**DIRECTION 1:** Revise the Men Against the Sky article from "Given the war" through "company is saved.", changing "landing gear" to "undercarriage".
**DIRECTION 2:** Find and copy out every line of the entries that contains the word "blue", matching its case exactly.

**PASSAGE PROVIDED:**
• • •

Men Against the Sky is a 1940 drama directed by Leslie Goodwins and starring Richard Dix, Kent Taylor, Edmund Lowe and Wendy Barrie. Based on a story by John Twist, with a screenplay by novelist Nathanael West, the film is about aircraft development and the dangers of flying in the period before World War II.

Plot
Phil Mercedes (Richard Dix), once a record-setting pilot, is now an aging alcoholic. As an air show performer, while inebriated, he crashes his stunt aircraft into a barn and is grounded for a year. His sister Kay (Wendy Barrie), his only means of support, hopes to land a job in the drafting department for Martin Ames (Kent Taylor), the chief engineer for Dan McLean (Edmund Lowe), an aircraft manufacturer.

Given the war in Europe, the McLean company hopes to win a big contract with the government. Although Kay is not very skilled, she shows Ames some drawings Phil made. The creative designs interest Dan, who approves the construction of a high-speed fighter aircraft. Preliminary tests of the aircraft prove disastrous, with test pilot Dick Allerton (Donald Briggs) contending that the aircraft is too dangerous to fly.

With a redesign of the wings, Dick flies the experimental aircraft again, but the landing gear will not extend fully, leaving the test pilot circling the airport. If the aircraft cannot complete its tests, the company will be in danger of bankruptcy. Phil again takes over, successfully wrenching the gear down, but losing his life in the process. With the successful completion of the flight tests, the company is saved.

Cast

 Richard Dix as Phil Mercedes
 Kent Taylor as Martin Ames
 Edmund Lowe as Daniel M. "Dan" McLean
 Wendy Barrie as Kay Mercedes, aka Kay Green
 Granville Bates as Mr. Burdett

 Grant Withers as Mr. Grant
 Donald Briggs as Dick Allerton
 Charles Quigley as Flynn
 Selmer Jackson as Capt. Sanders
 Lee Bonnell as Capt. Wallen

Production

Novelist Nathanael West was involved in a number of B films in this period, including Men Against the Sky, but recognition of his work was short-lived. Along with his wife Eileen, he was killed in a car crash on December 22, 1940, when West (a notoriously bad driver) ran a stop sign in Southern California. Principal photography for Men Against the Sky took place from late May to June 15, 1940.

• • •

**MATERIAL PROVIDED:**
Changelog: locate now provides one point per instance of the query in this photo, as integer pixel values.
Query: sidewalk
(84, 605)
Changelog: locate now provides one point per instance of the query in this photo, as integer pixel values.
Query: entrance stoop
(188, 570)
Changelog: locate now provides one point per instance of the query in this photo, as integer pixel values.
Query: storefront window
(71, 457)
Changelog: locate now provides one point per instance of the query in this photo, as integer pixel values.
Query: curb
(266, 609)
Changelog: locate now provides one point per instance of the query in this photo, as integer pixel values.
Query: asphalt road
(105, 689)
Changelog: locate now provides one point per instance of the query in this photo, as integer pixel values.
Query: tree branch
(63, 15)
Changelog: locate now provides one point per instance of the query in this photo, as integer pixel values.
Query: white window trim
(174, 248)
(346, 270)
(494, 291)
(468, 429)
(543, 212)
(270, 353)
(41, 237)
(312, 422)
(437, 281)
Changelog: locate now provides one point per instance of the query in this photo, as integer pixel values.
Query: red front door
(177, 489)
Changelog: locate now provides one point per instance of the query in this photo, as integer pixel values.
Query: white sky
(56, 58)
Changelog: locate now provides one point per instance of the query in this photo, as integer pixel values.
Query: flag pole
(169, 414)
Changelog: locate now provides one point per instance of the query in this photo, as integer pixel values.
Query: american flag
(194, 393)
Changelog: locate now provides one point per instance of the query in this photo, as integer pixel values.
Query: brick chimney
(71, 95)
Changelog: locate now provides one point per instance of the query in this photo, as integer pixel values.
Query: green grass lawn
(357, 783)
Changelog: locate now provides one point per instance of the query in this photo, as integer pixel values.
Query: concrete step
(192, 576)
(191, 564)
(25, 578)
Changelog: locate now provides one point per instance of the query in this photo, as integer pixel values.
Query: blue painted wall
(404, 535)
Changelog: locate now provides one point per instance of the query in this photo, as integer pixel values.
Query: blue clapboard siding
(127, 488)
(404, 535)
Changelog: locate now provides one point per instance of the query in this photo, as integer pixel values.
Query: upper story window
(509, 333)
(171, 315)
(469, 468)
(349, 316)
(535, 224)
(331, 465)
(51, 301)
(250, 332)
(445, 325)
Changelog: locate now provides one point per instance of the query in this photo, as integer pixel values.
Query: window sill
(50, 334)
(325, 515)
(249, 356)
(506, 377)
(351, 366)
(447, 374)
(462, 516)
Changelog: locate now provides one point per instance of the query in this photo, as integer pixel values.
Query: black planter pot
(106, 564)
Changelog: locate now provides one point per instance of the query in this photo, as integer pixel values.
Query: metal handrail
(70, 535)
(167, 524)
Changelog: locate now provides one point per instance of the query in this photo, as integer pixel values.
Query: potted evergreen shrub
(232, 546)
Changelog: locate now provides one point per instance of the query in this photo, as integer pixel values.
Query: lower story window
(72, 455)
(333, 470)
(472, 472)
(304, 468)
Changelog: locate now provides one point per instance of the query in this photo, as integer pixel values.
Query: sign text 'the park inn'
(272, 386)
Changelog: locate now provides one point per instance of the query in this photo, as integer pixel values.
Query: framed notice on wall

• • •

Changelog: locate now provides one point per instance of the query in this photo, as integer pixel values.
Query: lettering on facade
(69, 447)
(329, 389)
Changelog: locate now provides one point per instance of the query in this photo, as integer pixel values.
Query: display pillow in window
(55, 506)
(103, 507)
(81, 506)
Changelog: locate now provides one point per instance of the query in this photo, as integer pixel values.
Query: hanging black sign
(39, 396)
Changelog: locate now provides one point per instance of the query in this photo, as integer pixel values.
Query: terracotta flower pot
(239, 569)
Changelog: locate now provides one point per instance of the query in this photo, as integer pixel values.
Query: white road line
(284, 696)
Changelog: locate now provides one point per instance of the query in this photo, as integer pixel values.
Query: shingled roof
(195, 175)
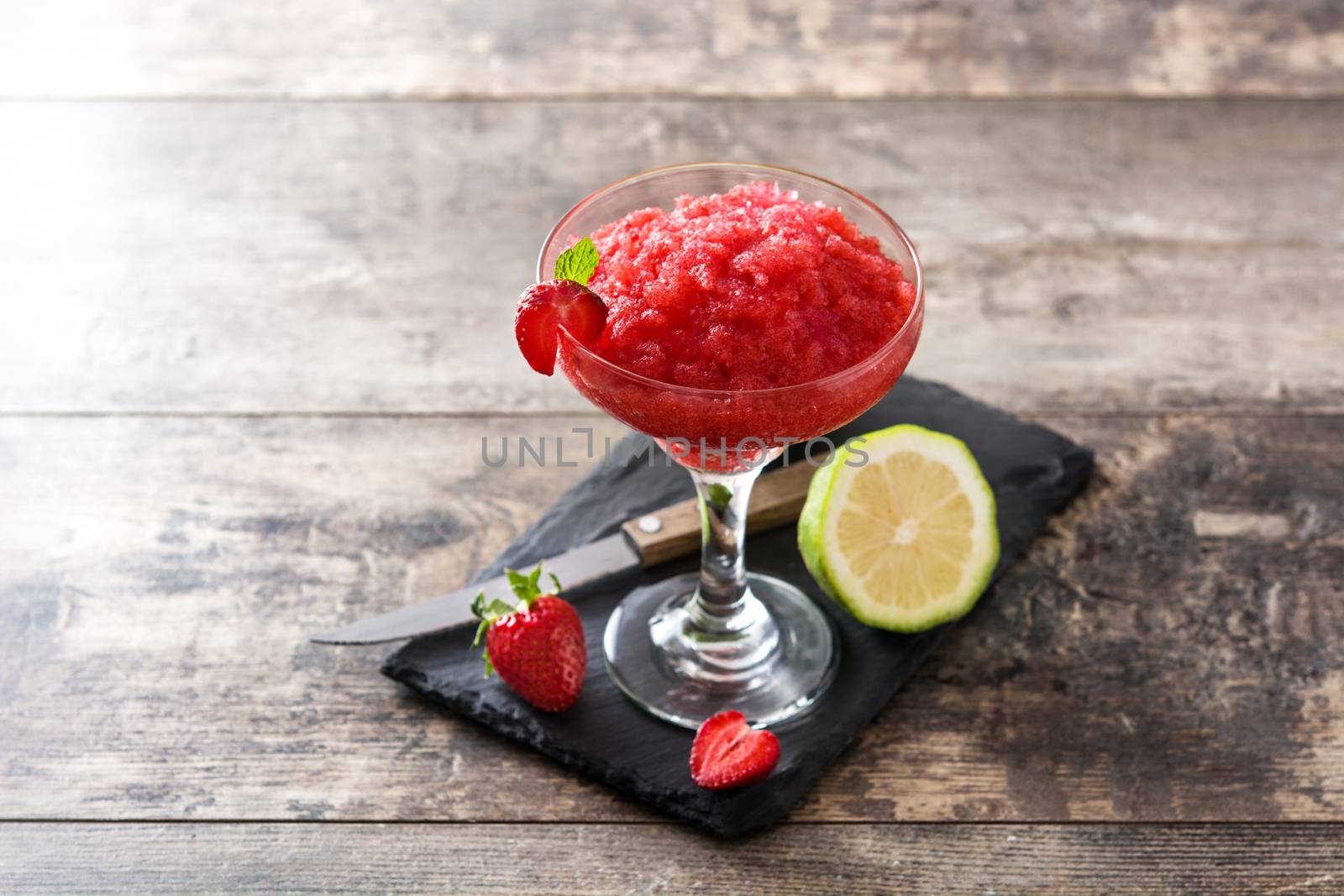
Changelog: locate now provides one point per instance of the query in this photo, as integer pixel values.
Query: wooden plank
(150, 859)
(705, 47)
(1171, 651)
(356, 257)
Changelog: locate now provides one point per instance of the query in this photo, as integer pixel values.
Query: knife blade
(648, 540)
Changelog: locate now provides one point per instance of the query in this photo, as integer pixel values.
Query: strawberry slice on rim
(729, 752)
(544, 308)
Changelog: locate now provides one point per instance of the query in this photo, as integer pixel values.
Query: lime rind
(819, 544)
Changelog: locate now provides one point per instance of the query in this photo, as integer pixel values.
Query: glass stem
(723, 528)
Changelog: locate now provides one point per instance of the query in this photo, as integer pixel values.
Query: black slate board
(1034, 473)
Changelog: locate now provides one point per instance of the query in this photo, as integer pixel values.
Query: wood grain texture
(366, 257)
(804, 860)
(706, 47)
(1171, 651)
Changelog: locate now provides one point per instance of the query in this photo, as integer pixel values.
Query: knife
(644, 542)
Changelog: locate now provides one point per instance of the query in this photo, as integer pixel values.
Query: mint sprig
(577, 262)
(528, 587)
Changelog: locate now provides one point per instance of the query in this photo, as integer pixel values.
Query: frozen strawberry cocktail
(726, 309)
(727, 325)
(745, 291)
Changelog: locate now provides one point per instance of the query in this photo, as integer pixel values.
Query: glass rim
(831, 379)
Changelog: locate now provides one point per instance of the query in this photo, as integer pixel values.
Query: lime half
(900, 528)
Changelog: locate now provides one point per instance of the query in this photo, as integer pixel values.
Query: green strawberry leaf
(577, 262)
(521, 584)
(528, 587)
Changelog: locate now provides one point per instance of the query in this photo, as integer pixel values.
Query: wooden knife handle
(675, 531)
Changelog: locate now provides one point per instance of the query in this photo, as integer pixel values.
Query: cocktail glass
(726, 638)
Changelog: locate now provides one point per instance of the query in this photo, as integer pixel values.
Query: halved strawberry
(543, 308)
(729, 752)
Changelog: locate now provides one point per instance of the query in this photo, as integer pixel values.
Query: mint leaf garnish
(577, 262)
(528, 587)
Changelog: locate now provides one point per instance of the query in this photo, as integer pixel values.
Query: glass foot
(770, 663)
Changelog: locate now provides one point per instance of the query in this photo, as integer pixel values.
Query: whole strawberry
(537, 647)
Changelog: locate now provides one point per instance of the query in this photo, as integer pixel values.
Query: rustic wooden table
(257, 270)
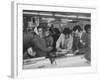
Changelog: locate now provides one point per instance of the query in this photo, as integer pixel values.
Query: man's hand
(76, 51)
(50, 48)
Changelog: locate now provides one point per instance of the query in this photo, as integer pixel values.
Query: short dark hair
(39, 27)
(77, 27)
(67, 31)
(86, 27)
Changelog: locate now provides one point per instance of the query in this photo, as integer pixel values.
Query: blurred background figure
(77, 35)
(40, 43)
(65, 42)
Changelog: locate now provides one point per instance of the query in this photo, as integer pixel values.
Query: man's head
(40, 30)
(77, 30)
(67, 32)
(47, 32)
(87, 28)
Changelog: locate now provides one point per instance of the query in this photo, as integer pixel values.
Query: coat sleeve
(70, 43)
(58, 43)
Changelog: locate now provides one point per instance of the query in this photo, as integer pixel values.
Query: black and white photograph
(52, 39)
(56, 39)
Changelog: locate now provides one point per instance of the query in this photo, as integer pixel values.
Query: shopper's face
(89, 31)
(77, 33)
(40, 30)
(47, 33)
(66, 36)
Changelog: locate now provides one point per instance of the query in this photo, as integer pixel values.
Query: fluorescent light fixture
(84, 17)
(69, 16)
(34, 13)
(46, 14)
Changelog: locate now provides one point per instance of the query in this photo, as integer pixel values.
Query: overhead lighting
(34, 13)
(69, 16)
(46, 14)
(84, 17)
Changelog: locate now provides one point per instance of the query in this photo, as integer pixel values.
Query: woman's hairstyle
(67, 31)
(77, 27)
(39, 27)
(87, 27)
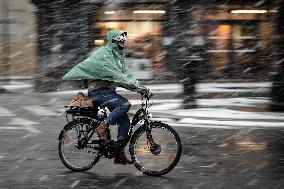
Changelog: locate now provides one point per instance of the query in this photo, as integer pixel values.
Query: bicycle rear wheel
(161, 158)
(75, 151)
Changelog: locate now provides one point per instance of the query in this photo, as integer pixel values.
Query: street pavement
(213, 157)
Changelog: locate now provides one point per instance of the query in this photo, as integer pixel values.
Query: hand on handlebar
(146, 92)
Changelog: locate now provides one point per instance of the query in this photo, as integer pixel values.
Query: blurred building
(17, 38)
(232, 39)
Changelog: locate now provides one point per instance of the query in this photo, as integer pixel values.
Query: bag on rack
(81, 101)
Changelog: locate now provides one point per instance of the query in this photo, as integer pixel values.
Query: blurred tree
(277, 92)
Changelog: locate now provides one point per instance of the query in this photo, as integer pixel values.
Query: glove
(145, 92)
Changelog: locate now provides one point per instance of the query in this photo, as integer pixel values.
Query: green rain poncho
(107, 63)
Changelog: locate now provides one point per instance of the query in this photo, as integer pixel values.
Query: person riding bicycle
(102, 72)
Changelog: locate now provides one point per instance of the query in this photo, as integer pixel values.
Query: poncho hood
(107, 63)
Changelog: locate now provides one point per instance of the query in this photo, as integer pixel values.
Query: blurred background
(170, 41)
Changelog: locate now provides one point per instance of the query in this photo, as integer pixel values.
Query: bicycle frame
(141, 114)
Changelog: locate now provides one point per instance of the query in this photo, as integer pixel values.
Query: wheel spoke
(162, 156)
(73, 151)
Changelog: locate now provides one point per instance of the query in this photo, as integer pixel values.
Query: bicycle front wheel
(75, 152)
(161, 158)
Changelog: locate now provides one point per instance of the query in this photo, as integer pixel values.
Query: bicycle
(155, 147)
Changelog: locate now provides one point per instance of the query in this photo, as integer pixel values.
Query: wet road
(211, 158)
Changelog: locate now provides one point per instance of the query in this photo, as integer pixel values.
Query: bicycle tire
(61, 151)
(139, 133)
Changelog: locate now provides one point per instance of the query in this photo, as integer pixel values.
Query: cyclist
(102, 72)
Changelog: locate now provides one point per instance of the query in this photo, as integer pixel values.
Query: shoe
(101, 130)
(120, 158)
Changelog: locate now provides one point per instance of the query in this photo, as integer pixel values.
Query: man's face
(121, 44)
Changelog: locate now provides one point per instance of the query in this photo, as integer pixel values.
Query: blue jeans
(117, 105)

• • •

**WRITTEN SOLUTION 1:**
Given the war in Europe, the McLean company hopes to win a big contract with the government. Although Kay is not very skilled, she shows Ames some drawings Phil made. The creative designs interest Dan, who approves the construction of a high-speed fighter aircraft. Preliminary tests of the aircraft prove disastrous, with test pilot Dick Allerton (Donald Briggs) contending that the aircraft is too dangerous to fly.

With a redesign of the wings, Dick flies the experimental aircraft again, but the undercarriage will not extend fully, leaving the test pilot circling the airport. If the aircraft cannot complete its tests, the company will be in danger of bankruptcy. Phil again takes over, successfully wrenching the gear down, but losing his life in the process. With the successful completion of the flight tests, the company is saved.

**WRITTEN SOLUTION 2:**
Query: blue painted wall
Query: blue clapboard siding
Query: blue jeans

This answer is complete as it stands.